## [Exercise material]

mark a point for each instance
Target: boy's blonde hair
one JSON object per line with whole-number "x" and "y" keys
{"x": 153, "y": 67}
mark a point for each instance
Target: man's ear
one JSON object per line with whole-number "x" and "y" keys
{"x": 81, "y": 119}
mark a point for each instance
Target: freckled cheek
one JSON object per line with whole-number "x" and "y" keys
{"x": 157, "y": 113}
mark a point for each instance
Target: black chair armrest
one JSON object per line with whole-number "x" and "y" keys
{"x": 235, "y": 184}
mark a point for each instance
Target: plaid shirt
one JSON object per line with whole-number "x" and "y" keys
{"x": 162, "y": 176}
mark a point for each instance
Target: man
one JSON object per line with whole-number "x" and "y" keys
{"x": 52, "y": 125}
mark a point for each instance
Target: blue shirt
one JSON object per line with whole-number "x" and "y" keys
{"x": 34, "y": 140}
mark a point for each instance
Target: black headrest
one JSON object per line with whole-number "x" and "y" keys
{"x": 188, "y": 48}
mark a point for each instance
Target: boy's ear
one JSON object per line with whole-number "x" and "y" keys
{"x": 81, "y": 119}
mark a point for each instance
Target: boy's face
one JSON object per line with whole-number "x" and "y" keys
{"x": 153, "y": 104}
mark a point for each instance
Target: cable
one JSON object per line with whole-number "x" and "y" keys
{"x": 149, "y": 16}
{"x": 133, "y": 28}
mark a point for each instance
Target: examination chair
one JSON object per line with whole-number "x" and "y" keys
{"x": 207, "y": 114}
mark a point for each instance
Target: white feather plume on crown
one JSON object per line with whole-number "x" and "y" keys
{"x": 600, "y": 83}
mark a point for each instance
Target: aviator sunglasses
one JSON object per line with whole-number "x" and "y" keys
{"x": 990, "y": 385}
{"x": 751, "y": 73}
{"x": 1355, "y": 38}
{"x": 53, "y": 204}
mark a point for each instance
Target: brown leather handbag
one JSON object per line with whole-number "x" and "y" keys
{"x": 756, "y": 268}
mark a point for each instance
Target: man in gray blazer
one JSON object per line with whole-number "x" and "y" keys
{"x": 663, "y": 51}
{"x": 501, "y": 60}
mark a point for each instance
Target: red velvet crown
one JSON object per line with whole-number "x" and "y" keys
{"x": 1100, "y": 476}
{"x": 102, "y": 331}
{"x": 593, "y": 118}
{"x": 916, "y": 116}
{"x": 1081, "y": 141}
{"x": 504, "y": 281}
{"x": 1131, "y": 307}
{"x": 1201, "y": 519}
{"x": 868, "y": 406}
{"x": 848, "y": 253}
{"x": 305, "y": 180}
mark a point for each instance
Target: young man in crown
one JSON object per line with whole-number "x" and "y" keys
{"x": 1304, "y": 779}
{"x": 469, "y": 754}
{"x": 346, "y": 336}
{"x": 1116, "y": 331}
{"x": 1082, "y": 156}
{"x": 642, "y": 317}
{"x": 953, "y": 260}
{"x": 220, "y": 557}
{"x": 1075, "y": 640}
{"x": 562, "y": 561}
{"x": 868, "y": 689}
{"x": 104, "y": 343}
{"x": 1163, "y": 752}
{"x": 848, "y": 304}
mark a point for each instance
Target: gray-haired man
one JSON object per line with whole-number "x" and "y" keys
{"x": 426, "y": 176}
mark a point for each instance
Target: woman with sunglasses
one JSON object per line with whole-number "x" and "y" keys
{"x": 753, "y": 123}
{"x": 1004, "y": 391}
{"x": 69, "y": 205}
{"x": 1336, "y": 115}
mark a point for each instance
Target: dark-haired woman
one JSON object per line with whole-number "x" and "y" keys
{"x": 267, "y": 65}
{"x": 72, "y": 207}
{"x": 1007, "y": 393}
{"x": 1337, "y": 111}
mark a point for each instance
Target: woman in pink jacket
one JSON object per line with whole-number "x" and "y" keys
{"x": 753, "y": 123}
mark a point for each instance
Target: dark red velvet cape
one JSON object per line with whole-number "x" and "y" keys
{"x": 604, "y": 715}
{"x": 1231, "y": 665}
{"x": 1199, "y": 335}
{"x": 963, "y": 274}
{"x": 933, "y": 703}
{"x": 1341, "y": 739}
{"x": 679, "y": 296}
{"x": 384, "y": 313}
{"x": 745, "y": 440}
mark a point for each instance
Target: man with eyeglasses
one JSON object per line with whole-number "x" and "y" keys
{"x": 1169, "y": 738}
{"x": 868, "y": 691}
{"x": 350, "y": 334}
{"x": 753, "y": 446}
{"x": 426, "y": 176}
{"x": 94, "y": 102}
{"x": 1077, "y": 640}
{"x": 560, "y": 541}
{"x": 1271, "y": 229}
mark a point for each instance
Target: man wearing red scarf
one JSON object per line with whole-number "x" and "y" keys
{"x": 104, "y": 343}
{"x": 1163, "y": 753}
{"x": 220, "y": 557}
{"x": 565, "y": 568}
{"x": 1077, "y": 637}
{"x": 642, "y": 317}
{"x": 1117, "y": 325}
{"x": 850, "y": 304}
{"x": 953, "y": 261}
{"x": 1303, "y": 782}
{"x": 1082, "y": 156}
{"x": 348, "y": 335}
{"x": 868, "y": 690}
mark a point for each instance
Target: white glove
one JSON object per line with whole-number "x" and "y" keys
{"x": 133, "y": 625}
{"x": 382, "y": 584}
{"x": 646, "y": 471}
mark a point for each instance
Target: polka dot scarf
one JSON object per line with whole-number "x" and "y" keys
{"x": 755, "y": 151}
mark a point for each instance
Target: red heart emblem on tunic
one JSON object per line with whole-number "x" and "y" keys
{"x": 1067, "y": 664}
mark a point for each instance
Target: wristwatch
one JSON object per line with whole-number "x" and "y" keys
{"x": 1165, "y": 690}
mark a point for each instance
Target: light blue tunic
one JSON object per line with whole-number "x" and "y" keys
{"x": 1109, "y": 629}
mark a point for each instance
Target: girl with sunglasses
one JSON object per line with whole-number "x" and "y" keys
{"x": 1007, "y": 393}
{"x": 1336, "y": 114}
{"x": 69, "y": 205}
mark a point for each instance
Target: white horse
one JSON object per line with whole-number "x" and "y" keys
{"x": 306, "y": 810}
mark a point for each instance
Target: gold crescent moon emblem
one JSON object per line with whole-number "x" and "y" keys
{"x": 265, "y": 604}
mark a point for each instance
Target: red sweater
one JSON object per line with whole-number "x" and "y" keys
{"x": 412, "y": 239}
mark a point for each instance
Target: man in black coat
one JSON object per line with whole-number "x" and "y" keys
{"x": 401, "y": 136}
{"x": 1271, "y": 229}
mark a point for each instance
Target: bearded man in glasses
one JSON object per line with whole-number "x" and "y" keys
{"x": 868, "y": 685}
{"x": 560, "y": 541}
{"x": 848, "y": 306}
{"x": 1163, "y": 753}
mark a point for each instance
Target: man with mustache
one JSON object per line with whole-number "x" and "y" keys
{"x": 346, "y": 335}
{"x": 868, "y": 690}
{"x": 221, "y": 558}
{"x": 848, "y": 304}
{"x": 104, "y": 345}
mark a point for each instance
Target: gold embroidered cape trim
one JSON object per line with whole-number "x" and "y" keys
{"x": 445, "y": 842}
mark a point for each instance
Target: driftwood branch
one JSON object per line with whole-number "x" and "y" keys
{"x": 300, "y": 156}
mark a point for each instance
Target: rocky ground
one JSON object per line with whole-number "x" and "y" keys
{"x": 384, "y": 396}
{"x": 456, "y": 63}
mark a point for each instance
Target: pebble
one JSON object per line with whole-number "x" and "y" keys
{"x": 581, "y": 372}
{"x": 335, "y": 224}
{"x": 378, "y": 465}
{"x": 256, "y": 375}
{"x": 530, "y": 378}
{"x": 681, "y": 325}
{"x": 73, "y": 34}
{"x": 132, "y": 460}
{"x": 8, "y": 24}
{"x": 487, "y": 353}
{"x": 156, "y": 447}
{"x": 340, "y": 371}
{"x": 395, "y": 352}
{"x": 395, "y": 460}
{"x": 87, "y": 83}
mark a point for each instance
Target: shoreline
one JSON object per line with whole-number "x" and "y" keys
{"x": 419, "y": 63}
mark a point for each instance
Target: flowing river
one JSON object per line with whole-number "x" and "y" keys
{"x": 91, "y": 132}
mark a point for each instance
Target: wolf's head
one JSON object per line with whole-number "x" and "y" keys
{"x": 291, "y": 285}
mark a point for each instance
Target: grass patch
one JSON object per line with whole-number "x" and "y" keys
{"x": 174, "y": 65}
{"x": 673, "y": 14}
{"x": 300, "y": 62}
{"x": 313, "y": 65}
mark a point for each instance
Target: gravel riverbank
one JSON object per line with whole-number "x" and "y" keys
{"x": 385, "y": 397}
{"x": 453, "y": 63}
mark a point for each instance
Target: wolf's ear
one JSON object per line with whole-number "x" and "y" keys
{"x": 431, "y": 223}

## [How to complete this task]
Give again, word for word, every line from the one holding "Target: gold embroidered cape trim" to the end of the data.

## [Reply to the task]
Target: gold embroidered cape trim
one JSON object per line with whole-number "x" and "y" keys
{"x": 445, "y": 842}
mark a point for each instance
Target: driftwood branch
one JSON object per line with whole-number "x" and "y" keys
{"x": 300, "y": 156}
mark a point for each instance
Target: rocky ground
one JSON object per line with whole-number "x" and "y" keys
{"x": 384, "y": 396}
{"x": 456, "y": 63}
mark a point for each instance
Target: pebble
one JSON object per line with whole-number "x" and "y" keys
{"x": 581, "y": 372}
{"x": 335, "y": 224}
{"x": 378, "y": 465}
{"x": 256, "y": 375}
{"x": 530, "y": 378}
{"x": 681, "y": 325}
{"x": 73, "y": 34}
{"x": 132, "y": 460}
{"x": 8, "y": 24}
{"x": 487, "y": 353}
{"x": 156, "y": 447}
{"x": 340, "y": 371}
{"x": 395, "y": 352}
{"x": 395, "y": 460}
{"x": 87, "y": 83}
mark a point for each instance
Target: shoreline
one JSON object per line with whole-number "x" and "y" keys
{"x": 419, "y": 63}
mark a point for each instance
Target: flowing river
one JSON object per line with whole-number "x" and "y" keys
{"x": 91, "y": 132}
mark a point for each instance
Target: wolf's head
one JSON object per line with whole-number "x" and "y" keys
{"x": 291, "y": 285}
mark a point for each instance
Target: grass patch
one JSON object per line with whole-number "x" and "y" keys
{"x": 174, "y": 65}
{"x": 673, "y": 14}
{"x": 300, "y": 62}
{"x": 313, "y": 65}
mark a point for each instance
Target: gravel riverbank
one JSON object per line with whole-number "x" and "y" keys
{"x": 385, "y": 397}
{"x": 453, "y": 63}
mark a point for each instance
Target: wolf's ear
one JSON object per line with whole-number "x" and "y" keys
{"x": 431, "y": 223}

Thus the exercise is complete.